Why it matters: under state planning rules discussed at the meeting, tracts or lots larger than five acres typically do not trigger the local subdivision review that would otherwise identify critical-lot conditions, blue-line streams or required permits. County staff said Wilson County's MS4 stormwater permit and the county’s stormwater ordinance create obligations that apply to development activity even when a parcel avoided the planning-review process because of its size. Warren read the permit’s definition of a “common plan of development,” which he said captures situations where multiple disturbances or sales on contiguous parcels can trigger stormwater requirements even if work occurs at different times or under different owners.

Board members raised legal and implementation questions. Commissioners asked whether Tennessee Code Annotated (TCA) planning provisions or other state law limit the county’s ability to require notes on boundary surveys; staff said they had consulted CTAS and MTAS and that a TDEC assistant director joined a recent call and indicated the county’s approach appeared to be on the right track. Staff also reported outreach to surveyors and the development community produced concerns, and that one East Tennessee county had proposed a signature block; staff recommended a cautionary note rather than a signature requirement to reduce legal risk and burden.

******************************

Tasks to perform ->
1 > In the stormwater meeting report, what did staff recommend in place of a signature requirement?
2 > For each statement, say whether it agrees with the stormwater meeting report, and quote the words that decide it: (a) Tracts larger than five acres typically trigger local subdivision review. (b) Staff consulted CTAS and MTAS. (c) An East Tennessee county proposed a signature block.
3 > Continue the stormwater meeting report with a new paragraph that follows its final sentence.

******************************

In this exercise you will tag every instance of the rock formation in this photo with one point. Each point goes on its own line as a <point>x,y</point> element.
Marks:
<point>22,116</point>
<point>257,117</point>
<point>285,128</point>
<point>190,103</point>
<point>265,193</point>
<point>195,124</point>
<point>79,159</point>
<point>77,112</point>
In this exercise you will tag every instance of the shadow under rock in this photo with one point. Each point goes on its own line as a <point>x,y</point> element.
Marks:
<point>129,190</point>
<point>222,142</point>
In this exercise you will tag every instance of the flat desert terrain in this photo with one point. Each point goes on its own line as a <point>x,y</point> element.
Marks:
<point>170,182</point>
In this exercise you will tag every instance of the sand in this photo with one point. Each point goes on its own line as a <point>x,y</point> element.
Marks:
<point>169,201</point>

******************************

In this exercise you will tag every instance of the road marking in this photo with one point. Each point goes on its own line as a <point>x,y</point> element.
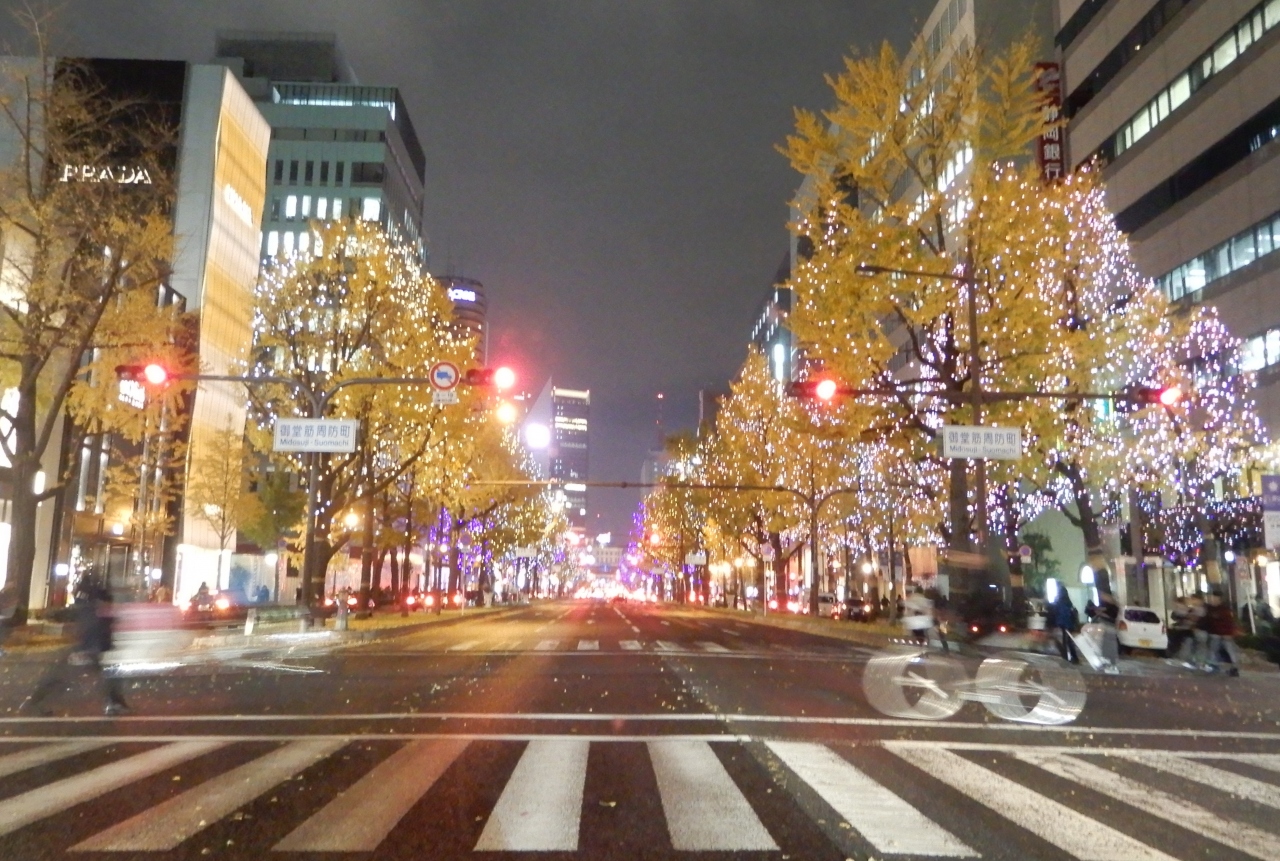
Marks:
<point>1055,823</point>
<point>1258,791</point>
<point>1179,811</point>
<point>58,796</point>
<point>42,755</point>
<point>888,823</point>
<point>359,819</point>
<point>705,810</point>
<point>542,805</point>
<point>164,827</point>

******************************

Answers to the tasks ->
1 > Staff recommended a cautionary note rather than a signature requirement, to reduce legal risk and burden.

2 >
(a) No: "tracts or lots larger than five acres typically do not trigger the local subdivision review"
(b) Yes: "staff said they had consulted CTAS and MTAS"
(c) Yes: "one East Tennessee county had proposed a signature block"

3 >
Next steps and staff direction: the stormwater board recommended reconvening a stakeholder group (planning staff, register of deeds, surveyors, development representatives and the county attorney) to finalize language. Planning staff agreed to work with the register of deeds and prepare a standard operating procedure so the note would be required on boundary surveys submitted for recording; staff said the register of deeds would not record a boundary survey without the note in place. Several commissioners cautioned that the county must be on firm legal footing to avoid lawsuits and asked staff to confirm authority with the county attorney; staff agreed to do so and bring a revised proposal back to the board next month.

During the stormwater report, staff also summarized outreach and programs: Vaden said the department completed its fifteenth annual cleanup event with four county schools participating and 592 children collecting 617 bags of trash. The board voted to accept the stormwater report by voice vote.

The county did not adopt the draft survey note at the meeting; staff described the change as an advance step that will require final legal review and stakeholder signoff before implementation.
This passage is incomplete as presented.